§ PAGE EXTRACT:
Natalie Plummer v. University of Houston, e
2017 U.S. App. LEXIS 11268
| 5th Cir. | 2017Background
- In 2011 at the University of Houston, Ryan McConnell and Natalie Plummer were accused of sexual misconduct after videos and a photo showed an intoxicated female student naked and apparently unresponsive in a dorm room and elevator; the students were later expelled following administrative proceedings.
- Female UH Student reported little memory of the incident; no criminal charges were filed, though a nurse found injuries consistent with sexual assault.
- EOS Vice President Richard Baker investigated, prepared a report finding McConnell committed sexual assault and Plummer facilitated and recorded/distributed the conduct; the University later charged them using its 2013 policy.
- McConnell and Plummer had counsel, participated in multi-stage administrative hearings and appeals; the panels reviewed the videos and photo, allowed active participation beyond formal adviser roles, and upheld the findings.
- Plaintiffs sued under the Fourteenth Amendment (procedural due process) and Title IX (sex discrimination/selective enforcement). The district court granted summary judgment to defendants and dismissed Title IX claims; the Fifth Circuit affirmed.
Issues
| Issue | Plaintiff's Argument | Defendant's Argument | Held |
|---|---|---|---|
| Retroactive application/notice of misconduct standard | Policy change (2013) retroactively broadened offenses; inadequate notice | Conduct violated the 2011 interim policies; charged conduct was plainly prohibited | Court: No retroactivity problem; conduct violated 2011 policy and 2013 policy wording was not applied unfairly |
| Adequacy of process: notice, confrontation, and cross-examination | Plaintiffs lacked adequate notice of adverse evidence; deprived of confrontation and effective cross-examination of victim | Plaintiffs had multiple meaningful opportunities to be heard, saw the videos/photo, and the victim remembered little so her testimony was not central | Court: Due process satisfied under Mathews balancing; additional safeguards would not have changed outcome |
| Investigator/adjudicator conflict (Baker’s multiple roles) | Baker’s roles as advocate, investigator, witness, and adviser created structural bias and deprived them of impartial process | Any alleged bias was immaterial given the graphic evidence; advisor told panels they could reach independent conclusions | Court: Plaintiffs failed to show Baker’s dual roles undermined integrity of proceedings; presumption of adjudicator integrity applies |
| Title IX – selective enforcement / deliberate indifference | Discipline motivated by gender bias; selective enforcement against male accused; procedures reflect deliberate indifference | Discipline focused on acts captured in videos/photo; both accused sexes were processed equally; pleadings fail to show deliberate indifference | Court: Title IX dismissal affirmed — pleadings do not plausibly allege intentional sex-based discrimination or deliberate indifference |
Key Cases Cited
- Wood v. Strickland, 420 U.S. 308 (1975) (courts should not second-guess school administrators’ disciplinary decisions absent constitutional violations)

§ MATERIAL SUPPLIED:
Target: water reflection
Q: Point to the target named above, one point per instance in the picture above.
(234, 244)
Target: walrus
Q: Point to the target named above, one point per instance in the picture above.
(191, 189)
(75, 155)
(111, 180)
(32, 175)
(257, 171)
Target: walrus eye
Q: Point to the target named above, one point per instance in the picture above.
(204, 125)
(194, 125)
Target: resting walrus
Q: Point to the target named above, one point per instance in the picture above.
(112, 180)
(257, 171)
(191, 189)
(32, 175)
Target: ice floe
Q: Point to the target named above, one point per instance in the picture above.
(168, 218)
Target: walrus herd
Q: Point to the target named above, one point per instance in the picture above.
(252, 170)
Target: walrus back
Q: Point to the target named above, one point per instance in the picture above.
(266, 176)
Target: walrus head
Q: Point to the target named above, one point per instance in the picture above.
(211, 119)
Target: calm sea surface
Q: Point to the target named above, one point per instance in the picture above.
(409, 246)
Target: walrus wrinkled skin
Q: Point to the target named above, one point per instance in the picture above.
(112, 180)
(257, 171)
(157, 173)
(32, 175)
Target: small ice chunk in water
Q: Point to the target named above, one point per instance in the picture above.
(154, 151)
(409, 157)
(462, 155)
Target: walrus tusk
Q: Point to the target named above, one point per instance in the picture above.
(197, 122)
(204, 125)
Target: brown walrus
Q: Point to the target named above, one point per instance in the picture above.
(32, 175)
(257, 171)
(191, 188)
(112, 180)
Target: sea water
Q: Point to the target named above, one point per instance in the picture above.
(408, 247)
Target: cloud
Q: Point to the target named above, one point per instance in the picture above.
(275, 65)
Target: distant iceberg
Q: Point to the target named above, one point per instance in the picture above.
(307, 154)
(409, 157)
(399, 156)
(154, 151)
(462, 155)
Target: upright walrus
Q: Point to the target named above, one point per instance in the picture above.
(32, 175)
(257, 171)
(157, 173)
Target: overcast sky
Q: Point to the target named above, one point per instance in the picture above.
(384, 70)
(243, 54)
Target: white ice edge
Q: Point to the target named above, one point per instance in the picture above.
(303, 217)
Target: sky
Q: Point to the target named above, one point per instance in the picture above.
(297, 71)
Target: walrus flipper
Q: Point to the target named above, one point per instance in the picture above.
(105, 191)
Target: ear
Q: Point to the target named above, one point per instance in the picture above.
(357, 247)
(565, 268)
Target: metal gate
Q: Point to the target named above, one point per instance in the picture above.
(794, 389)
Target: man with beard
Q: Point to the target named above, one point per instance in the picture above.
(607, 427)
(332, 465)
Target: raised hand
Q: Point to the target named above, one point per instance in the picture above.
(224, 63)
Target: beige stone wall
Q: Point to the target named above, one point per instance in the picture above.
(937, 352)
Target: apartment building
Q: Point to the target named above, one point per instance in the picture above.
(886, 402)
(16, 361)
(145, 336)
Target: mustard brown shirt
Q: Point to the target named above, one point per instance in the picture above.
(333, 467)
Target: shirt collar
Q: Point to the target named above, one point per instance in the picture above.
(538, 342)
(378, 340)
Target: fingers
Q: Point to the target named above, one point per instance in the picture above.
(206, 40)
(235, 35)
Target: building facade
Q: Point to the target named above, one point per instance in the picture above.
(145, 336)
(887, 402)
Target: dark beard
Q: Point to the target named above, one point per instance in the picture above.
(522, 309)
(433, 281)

§ TASKS AND EXERCISES:
• A. Summarize the case summary in two sentences.
• B. Return the stretch of the records from the line containing "Target: mustard brown shirt" through the end of the records, reproducing each line without any change.
The records are unrelated to the case summary.

§ PROBLEM SOLUTIONS:
• A. After administrative proceedings, the University of Houston expelled Ryan McConnell and Natalie Plummer over sexual misconduct shown in videos and a photo of an intoxicated female student. The two sued under the Fourteenth Amendment and Title IX, and the Fifth Circuit affirmed the district court's rulings for the defendants, holding that the policy was not applied retroactively, that due process was satisfied, that Baker's multiple roles were not shown to undermine the proceedings, and that the pleadings did not plausibly allege sex discrimination or deliberate indifference.

• B.
Target: mustard brown shirt
Q: Point to the target named above, one point per instance in the picture above.
(333, 467)
Target: shirt collar
Q: Point to the target named above, one point per instance in the picture above.
(538, 342)
(378, 340)
Target: fingers
Q: Point to the target named above, one point per instance in the picture above.
(206, 40)
(235, 35)
Target: building facade
Q: Point to the target named above, one point per instance in the picture above.
(145, 336)
(887, 402)
Target: dark beard
Q: Point to the target named above, one point per instance in the picture above.
(522, 309)
(433, 281)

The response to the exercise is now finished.